Given exercise
Arrange every line of the items below as a numbered list, leaving out any blank lines.

--- START Data for processing ---

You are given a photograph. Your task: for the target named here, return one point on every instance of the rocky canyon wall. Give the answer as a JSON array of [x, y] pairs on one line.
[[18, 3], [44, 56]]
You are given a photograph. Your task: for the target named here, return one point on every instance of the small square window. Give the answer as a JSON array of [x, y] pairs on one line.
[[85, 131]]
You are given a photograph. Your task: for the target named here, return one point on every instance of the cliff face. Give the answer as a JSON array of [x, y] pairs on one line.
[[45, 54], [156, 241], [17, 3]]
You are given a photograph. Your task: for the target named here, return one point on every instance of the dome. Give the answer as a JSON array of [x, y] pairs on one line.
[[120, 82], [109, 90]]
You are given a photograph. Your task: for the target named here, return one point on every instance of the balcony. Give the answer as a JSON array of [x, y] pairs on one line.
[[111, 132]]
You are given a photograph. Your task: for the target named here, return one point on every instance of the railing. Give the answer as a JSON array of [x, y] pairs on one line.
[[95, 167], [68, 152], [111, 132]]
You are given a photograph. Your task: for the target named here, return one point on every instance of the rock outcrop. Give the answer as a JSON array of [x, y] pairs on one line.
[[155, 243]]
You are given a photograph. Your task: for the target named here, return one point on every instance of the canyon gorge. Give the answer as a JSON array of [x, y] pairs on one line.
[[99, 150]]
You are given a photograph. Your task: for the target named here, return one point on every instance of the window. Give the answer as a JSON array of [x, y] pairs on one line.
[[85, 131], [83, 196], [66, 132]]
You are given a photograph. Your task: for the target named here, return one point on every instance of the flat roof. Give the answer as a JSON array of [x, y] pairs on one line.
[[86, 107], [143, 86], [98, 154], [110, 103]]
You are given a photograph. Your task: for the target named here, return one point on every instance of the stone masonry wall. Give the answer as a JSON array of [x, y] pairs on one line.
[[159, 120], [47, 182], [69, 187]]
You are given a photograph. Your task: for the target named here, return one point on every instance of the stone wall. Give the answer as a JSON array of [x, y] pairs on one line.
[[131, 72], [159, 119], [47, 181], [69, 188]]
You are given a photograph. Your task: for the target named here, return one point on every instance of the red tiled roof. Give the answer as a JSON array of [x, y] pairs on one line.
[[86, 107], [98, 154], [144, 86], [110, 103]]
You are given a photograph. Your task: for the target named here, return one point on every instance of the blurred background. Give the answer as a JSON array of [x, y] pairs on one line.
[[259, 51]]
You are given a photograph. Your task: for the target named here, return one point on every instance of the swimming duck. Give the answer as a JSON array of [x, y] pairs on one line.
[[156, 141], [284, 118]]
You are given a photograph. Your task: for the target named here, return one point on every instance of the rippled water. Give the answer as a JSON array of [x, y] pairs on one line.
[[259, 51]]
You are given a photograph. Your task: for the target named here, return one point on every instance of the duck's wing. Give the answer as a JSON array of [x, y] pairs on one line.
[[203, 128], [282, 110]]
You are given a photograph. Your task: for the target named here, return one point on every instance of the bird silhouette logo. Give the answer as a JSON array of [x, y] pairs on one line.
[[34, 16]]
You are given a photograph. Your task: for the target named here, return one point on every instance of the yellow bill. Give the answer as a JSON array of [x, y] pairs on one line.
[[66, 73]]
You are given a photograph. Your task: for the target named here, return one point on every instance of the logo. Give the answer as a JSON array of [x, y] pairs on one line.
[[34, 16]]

--- END Data for processing ---

Task response
1. You are given a photograph. Your task: for the target named here, return one point on every instance of the rocky canyon wall. Give the answer as a JSON array of [x, y] pairs on one line.
2. [[18, 3], [44, 56]]
3. You are given a photograph. Your task: for the target named here, return one point on every instance of the small square window. Give the answer as a JSON array of [x, y] pairs on one line.
4. [[85, 131]]
5. You are given a photograph. Your task: for the target named here, return one point on every instance of the cliff face. Give the answer as a JSON array of [x, y] pairs on one line.
6. [[45, 54], [156, 241], [17, 3]]
7. You are given a photograph. Your task: for the target named here, return one point on every instance of the dome. Give the answer as a JSON array of [x, y] pairs on one line.
8. [[120, 82], [109, 90]]
9. You are given a photograph. Your task: for the target named here, return one point on every instance of the balcony. Give the answer as a JSON array of [x, y] pairs on one line.
10. [[111, 132]]
11. You are given a photograph. Your task: for the target named here, return one point on every instance of the railing. Give the answer as a JSON array of [x, y] pairs on one line.
12. [[95, 167], [68, 152], [111, 132]]
13. You are given a photograph. Your task: for the target named here, return one point on every instance of the rock outcrop. Give the answer as a JSON array of [x, y] pairs on one line.
14. [[155, 243]]
15. You are given a photograph. Your task: for the target named here, return one point on every instance of the canyon gorge. Give the answer as a JSON array of [x, y] pairs on one line.
16. [[99, 150]]
17. You are given a photograph. Your task: for the target named here, return one point on every instance of the window. Give the answer as a JSON array of [x, y] pairs on one line.
18. [[85, 131], [83, 196], [66, 132]]
19. You are given a photograph. Your task: for the target named here, return one point on every instance of the flat roof. Give the answer as a JSON array of [x, y] pairs on one line.
20. [[86, 107], [143, 86], [98, 154], [110, 103]]
21. You are given a photograph. Your task: for the target named here, return one point on every instance of the stone masonry wall. Give the answer as a JSON array of [x, y] pairs on one line.
22. [[159, 120], [47, 182], [69, 187]]
23. You are given a photograph. Your task: for the target named here, return one point on every instance of the stone wall. Give the answer as a JSON array of [x, y] pairs on one line.
24. [[131, 72], [159, 119], [47, 181], [69, 188]]
25. You are given a photograph. Your task: for the target named here, return one point on every instance of the red tiled roof. Give the answer as a JSON array of [x, y] pairs on one line.
26. [[86, 107], [98, 154], [144, 86], [110, 103]]
27. You are given a photograph. Your task: for the target named here, return one point on every instance of the blurred background. Give the answer as a JSON array of [x, y] pairs on one line.
28. [[259, 51]]
29. You are given a photograph. Your task: for the target named here, return one point on every instance of the swimming duck. Give the answer as a JSON array of [x, y] pairs on one line.
30. [[156, 141], [284, 118]]
31. You are given a photograph. Your task: for the target named here, return one point on every instance of the rippled water. Give the answer as a JSON array of [x, y] pairs on one line.
32. [[259, 51]]
33. You are given a photograph. Your task: for the target named here, return one point on every instance of the duck's wing. Give the answer as a JSON array of [x, y] pairs on one line.
34. [[203, 128], [282, 110]]
35. You are given a photograph. Your task: for the target named here, return one point on every instance of the bird silhouette logo. Give the answer as a JSON array of [x, y] pairs on one line.
36. [[34, 16]]
37. You are given a photograph. Your task: for the target named here, return one point on every instance of the yellow bill. Give the answer as a JSON array of [x, y] pairs on one line.
38. [[66, 73]]
39. You are given a photograph. Your task: for the target named here, return one point on every instance of the logo. Give the answer as a JSON array of [x, y] pairs on one line.
40. [[34, 16]]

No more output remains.